What needs to be done → Continue the passage below on the governor's line-item vetoes of the budget bills, starting right after its last sentence.
━━━ Text segment
Every year the Legislature is required to pass a budget. For a number of necessary reasons, the budget bills are usually among last ones we pass at the end of the Legislative session. The last step in the process is when the governor signs or vetoes in whole or in part each of the eleven budget bills. Unlike previous years, the governor’s veto pen saw relatively little use as he reviewed and signed all the bills.
The governor used his line-item veto on four of the budget bills:
• Agriculture and Natural Resources Appropriations (Senate File 510) — The governor vetoed parts of the Ag and Natural Resources budget bill, which would have repealed the language in the Iowa Code creating the Leopold Center for Sustainable Agriculture. The governor’s actions mean the Leopold Center still exists, but the funding that had gone to the Center in previous years will still be moved to the Iowa Nutrient Research Center for use in Iowa’s efforts to improve water quality. Ongoing funding of the Leopold Center will now be up to Iowa State University.
• Economic Development Appropriations (Senate File 513) - The governor used his line-item veto authority to clean up a conflict regarding the Rent Subsidy program, run by the Iowa Finance Authority. The appropriations bill gave IFA the power to determine who was eligible for the program, but this conflicted with provisions already enacted into law this year in House File 586, which gave eligibility determination authority to the Department of Human Services. The governor struck the provisions in Senate File 513.
• Health and Human Services Appropriations (House File 653) – The governor struck several provisions from the HHS bill, but not as many as had been vetoed in previous years. Among the items struck were reporting requirements concerning expenditures at the Iowa Veterans Home, Medicaid and DHS general administration. This is not the first year that the governor has chosen to veto similar provisions requiring additional information to be reported to the Legislature.
• The governor struck a one-time allocation from the Autism Support Program to Drake University for the establishment of a master’s program in applied behavioral analysis, which is one of the leading ways of treating children with autism. The subcommittee included this language after a request to have the University of Iowa establish a similar program was rebuffed by the Board of Regents. The governor stated that the Department of Education has awarded Drake $200,000 for the establishment of the program, so the new allocation was not needed.
━━━━━━
━━━ Dataset records
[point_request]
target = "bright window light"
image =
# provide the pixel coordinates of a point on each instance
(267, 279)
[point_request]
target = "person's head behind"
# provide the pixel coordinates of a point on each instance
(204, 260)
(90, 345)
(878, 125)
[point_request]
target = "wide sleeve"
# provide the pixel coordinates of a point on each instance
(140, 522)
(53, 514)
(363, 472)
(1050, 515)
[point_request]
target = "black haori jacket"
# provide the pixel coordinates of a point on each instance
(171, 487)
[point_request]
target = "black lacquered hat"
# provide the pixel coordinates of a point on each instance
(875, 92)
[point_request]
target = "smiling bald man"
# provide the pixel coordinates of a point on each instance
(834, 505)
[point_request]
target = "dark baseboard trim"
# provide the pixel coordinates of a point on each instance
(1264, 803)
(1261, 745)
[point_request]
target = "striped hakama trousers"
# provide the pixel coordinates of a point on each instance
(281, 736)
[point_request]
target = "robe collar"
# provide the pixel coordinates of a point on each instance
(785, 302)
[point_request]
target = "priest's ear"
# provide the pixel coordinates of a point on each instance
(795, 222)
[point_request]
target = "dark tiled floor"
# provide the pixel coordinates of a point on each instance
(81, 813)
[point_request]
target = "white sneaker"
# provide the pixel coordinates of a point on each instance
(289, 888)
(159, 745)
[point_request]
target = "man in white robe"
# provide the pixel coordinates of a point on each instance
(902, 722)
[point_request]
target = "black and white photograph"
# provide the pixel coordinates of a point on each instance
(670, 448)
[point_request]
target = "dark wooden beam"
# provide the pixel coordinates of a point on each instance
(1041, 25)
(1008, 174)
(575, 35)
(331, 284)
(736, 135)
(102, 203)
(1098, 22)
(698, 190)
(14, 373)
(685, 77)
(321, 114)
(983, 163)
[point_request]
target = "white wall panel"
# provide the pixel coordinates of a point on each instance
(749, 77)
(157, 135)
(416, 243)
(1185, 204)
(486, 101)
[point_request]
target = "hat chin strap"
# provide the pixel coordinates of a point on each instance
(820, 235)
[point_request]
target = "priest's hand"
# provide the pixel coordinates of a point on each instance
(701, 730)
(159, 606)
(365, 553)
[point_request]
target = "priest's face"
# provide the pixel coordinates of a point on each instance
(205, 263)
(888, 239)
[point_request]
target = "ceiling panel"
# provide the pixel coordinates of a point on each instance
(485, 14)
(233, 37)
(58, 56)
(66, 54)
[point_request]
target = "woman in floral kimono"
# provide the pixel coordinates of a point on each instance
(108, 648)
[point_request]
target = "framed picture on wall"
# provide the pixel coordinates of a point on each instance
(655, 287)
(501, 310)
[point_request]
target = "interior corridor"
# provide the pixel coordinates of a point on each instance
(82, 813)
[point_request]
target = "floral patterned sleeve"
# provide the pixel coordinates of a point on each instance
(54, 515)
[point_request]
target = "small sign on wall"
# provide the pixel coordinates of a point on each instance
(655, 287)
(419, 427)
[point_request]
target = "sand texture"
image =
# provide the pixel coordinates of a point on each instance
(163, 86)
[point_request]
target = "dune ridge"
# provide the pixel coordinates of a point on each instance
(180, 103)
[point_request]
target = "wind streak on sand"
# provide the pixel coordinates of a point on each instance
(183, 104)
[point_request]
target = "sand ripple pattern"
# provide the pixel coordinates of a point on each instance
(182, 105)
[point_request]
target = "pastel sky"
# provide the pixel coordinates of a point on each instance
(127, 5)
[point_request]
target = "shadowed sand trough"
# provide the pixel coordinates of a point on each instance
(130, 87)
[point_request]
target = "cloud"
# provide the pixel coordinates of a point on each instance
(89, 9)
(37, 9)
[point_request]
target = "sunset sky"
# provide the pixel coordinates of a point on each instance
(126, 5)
━━━━━━
Answer to the exercise →
The governor also vetoed language providing a $200,000 allocation for the University of Iowa’s College of Direct Support to provide Internet-based training for mental health and disability services providers. The governor stated that provider associations already conduct training sessions and DHS provides assistance when needed.
The governor vetoed two provisions related to nursing home reimbursement rates. While the governor maintained the $2.5 million increase in funds for Medicaid nursing home rates, he did veto two provisions related to how those rates are calculated. The governor also vetoed language stating Medicaid reimbursement rates for certain provider groups would not be lower than the reimbursement rates as of April 1, 2016.
Gov. Branstad also used his item-veto authority to strike two provisions from the Rebuild Iowa Infrastructure Fund budget bill (House File 643). The governor vetoed funding for infrastructure projects at the state’s Community Action Agencies, and struck language directing the Department of Administrative Services to create a list of unused buildings owned by the state.
The other seven budget bills were signed with no changes.
With the governor’s actions, the FY 2018 General Fund budget is set at $7.268 billion. This includes the $7.248 billion allocated among the various departmental budgets and $20 million to the Cash Reserve Fund.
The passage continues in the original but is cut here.